Text shown:
────────────────────────────────────────
DAWN OF THE DEAD PRE-PRODUCTION

THE ORIGINAL SCRIPT

(
Argento/Romero/Gornick/Rubinstein)

Most screenplays average out to a minute (on-screen) per page but George’s 253 page script, which would run around two and a half to three hours, is overly detailed with descriptions of everything from the wall to the store displays. A good example is the opening sequence in the T.V. station, which is five minutes on screen, but 19 pages long in script form. Some key differences: At the television station, the copyboy who wakes up Fran is named Tony (his name is not mentioned in the film). Instead of the young girl sitting beside her in the finished film, it’s a young man. The role George and his wife Christine play were simply written in as ‘technicians talking all at once’. George’s character of a technician is written in as "Man" . He tells Fran to get a new list that Charlie, the typist, is receiving, and there is more dialogue: Charlie refers to fellow technicians Skip and Dusty.

An unnecessary scene with Fran realizing she lost her work badge was removed after production. She is stopped by an officer and an unidentified young man with copy gets involved, convincing the officer to let her into a control room. Fran moves through the crowd to reach another emergency radio installation. Skip and Dusty are listening to their receivers and she gives them the rest of her coffee.

After Lucas leaves, the technicians in the console room gone, we hear voices of remaining technicians (mainly the floor director) flicking switches and complaining that they are losing picture.
────────────────────────────────────────
Information provided:
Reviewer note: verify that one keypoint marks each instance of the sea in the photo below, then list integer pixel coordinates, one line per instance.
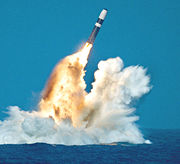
────────────────────────────────────────
Written problem 1:
In the text on the original Dawn of the Dead script, how many pages long is the opening sequence at the television station?
Written problem 2:
Copy everything from "An unnecessary scene" down to "of her coffee." in the Dawn of the Dead script text.
Written problem 3:
Continue the text on the original Dawn of the Dead script from where it stops.

Task answer 1:
19 pages.

Task answer 2:
An unnecessary scene with Fran realizing she lost her work badge was removed after production. She is stopped by an officer and an unidentified young man with copy gets involved, convincing the officer to let her into a control room. Fran moves through the crowd to reach another emergency radio installation. Skip and Dusty are listening to their receivers and she gives them the rest of her coffee.

Task answer 3:
Romero likens the tenements of Philadelphia to tombstones against the sky, and apparently wanted exterior shots of the buildings at night which didn’t happen. Instead, a scene of the moon in the night sky was shot.

After the struggle with the couch zombie, Roger stands against the open door jamb to catch his breath. There’s a gunshot and when he looks into the apartment he sees that the young trooper has shot himself through the head. Romero chose not to show this but to suggest it with a gun shot sound in the film version.

The way Roger meets Peter is different also. Roger finds shelter in a fire stair where he retches over a railing. There at the top of the stairs is Peter who tells him "you’re not alone brother." Furthermore, instead of the door opening and the priest emerging, Roger and Peter jump at the sound of steps coming up and coughing. Additional dialogue followed as well; the Priest confirms that Martinez is dead.

In the cellar door scene where zombie arms punch through the boards, the shock is intended to be quick not delayed with the S.W.A.T. reactions as in the Argento edits. The zombies are not described in terms of makeup; just ‘wide eyed and terrifying’. Romero mentions that should be of all ages and mainly black or Puerto Rican.

The National Guardsmen that find Roger and Peter in the basement shines a light down. A young child’s corpse is described writhing in a shroud, missing a foot. Peter kills the corpse and there’s additional dialogue about the nature of zombie behavior. Roger observes that they attack each other, Peter pointing out only the fresh ones do, before they revive.

Instead of the shock cut to the helicopter or the murdered police dock dispatcher, a montage of more attacks both by zombies and on zombies by the troopers follows in the halls of the building.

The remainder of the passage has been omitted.